• **Written instruction**
Reproduce this listing in full.

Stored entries
•••••

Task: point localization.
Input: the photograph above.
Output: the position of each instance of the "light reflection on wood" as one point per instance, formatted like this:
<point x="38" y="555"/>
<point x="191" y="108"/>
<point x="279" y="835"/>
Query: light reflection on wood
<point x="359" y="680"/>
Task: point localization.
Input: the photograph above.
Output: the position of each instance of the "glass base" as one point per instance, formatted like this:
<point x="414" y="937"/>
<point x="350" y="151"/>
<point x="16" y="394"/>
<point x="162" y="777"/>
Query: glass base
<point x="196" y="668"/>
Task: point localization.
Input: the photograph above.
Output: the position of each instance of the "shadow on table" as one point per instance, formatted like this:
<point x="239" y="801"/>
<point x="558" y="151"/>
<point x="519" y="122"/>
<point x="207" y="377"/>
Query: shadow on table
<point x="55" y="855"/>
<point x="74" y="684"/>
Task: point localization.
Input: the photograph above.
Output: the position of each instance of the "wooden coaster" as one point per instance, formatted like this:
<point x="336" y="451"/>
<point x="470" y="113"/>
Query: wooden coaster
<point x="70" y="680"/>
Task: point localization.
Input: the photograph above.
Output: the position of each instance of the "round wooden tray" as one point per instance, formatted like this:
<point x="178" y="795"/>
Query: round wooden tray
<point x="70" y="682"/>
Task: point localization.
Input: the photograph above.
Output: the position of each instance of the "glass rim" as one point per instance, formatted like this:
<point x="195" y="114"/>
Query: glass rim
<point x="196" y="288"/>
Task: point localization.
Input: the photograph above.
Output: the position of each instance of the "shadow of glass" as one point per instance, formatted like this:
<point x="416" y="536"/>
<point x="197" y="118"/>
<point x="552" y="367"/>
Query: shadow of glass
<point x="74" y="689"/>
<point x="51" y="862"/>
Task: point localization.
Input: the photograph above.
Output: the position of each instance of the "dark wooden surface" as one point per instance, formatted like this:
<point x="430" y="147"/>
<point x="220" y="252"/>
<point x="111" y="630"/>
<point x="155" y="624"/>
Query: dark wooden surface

•••••

• **Full answer**
Task: point localization.
Input: the photograph above.
Output: the position of each instance of the "light reflection on wood" as one point per instance, formatted like this:
<point x="38" y="555"/>
<point x="191" y="108"/>
<point x="279" y="835"/>
Query: light reflection on wood
<point x="359" y="680"/>
Task: point localization.
Input: the photograph above.
Output: the position of each instance of the "glass base" as one point per instance, formatted like this:
<point x="414" y="937"/>
<point x="350" y="151"/>
<point x="16" y="394"/>
<point x="162" y="777"/>
Query: glass base
<point x="196" y="668"/>
Task: point localization.
Input: the photograph above.
Output: the position of each instance of the "shadow on table" as one point per instance, formatted like this:
<point x="239" y="801"/>
<point x="558" y="151"/>
<point x="519" y="122"/>
<point x="207" y="377"/>
Query: shadow on table
<point x="55" y="855"/>
<point x="74" y="684"/>
Task: point localization.
Input: the photograph above.
Output: the position of each instance of the "wooden coaster" as one point per instance, formatted like this:
<point x="336" y="451"/>
<point x="470" y="113"/>
Query: wooden coaster
<point x="70" y="680"/>
Task: point localization.
Input: the photograph above.
Output: the position of each instance of the "round wooden tray" as one point per instance, formatted like this:
<point x="178" y="795"/>
Query: round wooden tray
<point x="70" y="682"/>
Task: point localization.
Input: the photograph above.
Output: the position of each instance of the "glass rim" as one point per instance, formatted like this:
<point x="195" y="114"/>
Query: glass rim
<point x="196" y="288"/>
Task: point localization.
Input: the photograph above.
Output: the position of each instance of the "shadow of glass" as one point per instance, formatted like this:
<point x="416" y="536"/>
<point x="197" y="118"/>
<point x="552" y="367"/>
Query: shadow of glass
<point x="74" y="689"/>
<point x="51" y="862"/>
Task: point localization.
Input: the photograph above.
Output: the position of each instance of the "dark wooden surface" as one point per instance, formatted like this:
<point x="430" y="147"/>
<point x="220" y="252"/>
<point x="111" y="630"/>
<point x="155" y="624"/>
Query: dark wooden surface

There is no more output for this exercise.